[Task description]:
Please transcribe all of the records precisely.

[Data shown Boundary: Start]

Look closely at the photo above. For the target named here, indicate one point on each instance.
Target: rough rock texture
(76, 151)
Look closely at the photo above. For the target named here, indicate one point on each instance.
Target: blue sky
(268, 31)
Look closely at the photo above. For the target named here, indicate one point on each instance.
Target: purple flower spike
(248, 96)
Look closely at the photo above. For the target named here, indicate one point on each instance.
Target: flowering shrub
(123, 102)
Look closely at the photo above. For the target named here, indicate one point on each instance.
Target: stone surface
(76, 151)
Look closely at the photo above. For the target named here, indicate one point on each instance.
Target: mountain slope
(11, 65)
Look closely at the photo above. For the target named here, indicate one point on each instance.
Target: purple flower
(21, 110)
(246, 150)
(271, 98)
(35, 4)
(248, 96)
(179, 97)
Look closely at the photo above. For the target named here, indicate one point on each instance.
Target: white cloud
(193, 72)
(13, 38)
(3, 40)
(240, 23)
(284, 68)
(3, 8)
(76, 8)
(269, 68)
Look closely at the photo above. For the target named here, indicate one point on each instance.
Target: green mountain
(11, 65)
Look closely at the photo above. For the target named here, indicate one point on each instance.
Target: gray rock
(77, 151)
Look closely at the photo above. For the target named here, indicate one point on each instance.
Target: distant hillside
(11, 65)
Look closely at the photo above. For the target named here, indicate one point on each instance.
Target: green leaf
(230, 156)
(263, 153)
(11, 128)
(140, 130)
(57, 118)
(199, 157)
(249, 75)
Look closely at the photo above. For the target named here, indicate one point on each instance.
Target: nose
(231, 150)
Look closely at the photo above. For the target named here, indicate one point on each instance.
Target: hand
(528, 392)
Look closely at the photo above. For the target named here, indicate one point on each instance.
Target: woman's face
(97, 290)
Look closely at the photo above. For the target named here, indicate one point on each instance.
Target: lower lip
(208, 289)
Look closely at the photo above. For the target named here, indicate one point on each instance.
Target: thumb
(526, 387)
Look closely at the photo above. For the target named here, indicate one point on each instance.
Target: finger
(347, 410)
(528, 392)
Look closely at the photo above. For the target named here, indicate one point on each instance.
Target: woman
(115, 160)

[Data shown Boundary: End]

[Finished task]:
Look closely at the photo above. For the target named here, indicate one point on each instance.
Target: rough rock texture
(76, 151)
Look closely at the photo above. For the target named here, indicate one point on each instance.
Target: blue sky
(268, 31)
Look closely at the photo above. For the target named here, indicate one point on each instance.
Target: purple flower spike
(248, 96)
Look closely at the photo above. For the target named here, indicate one point on each instance.
Target: flowering shrub
(123, 102)
Look closely at the photo above. For the target named here, indicate one point on each instance.
Target: stone surface
(76, 151)
Look closely at the photo above. For the target named here, indicate one point on each instance.
Target: mountain slope
(11, 65)
Look closely at the photo above. For the target named here, indicate one point on each instance.
Target: purple flower
(21, 110)
(246, 150)
(271, 98)
(35, 4)
(248, 96)
(179, 97)
Look closely at the photo above. For the target named here, indicate one point on each instance.
Target: white cloud
(193, 72)
(13, 38)
(3, 40)
(240, 23)
(284, 68)
(3, 8)
(76, 8)
(269, 68)
Look closely at the photo above. For the target named here, indicate one point on each instance.
Target: green mountain
(11, 65)
Look closely at the photo above. For the target named here, indicate one point on each instance.
Target: gray rock
(77, 151)
Look closely at the photo above. For the target named here, indicate one point on each instance.
Target: distant hillside
(11, 65)
Look closely at the photo above. For the target named here, indicate one point on each instance.
Target: green leaf
(230, 156)
(263, 153)
(11, 128)
(140, 130)
(57, 118)
(199, 157)
(249, 75)
Look closely at the photo above. For the target named here, indicate one point on each instance.
Target: nose
(231, 150)
Look closely at the photo above. For the target named here, indicate one point on each instance.
Target: hand
(528, 392)
Look closely at the photo above. For the target named here, indicate one point on each instance.
Target: woman's face
(97, 290)
Look closely at the photo above. For the target named here, indicate one point on each instance.
Target: lower lip
(208, 289)
Look closely at the photo above. For the target named here, indicate one point on each instance.
Target: thumb
(526, 387)
Look closely at the photo above. For the target named here, indicate one point on each instance.
Target: finger
(347, 410)
(528, 392)
Look closely at the photo above. For the target named here, indicate one point on each instance.
Target: woman
(115, 160)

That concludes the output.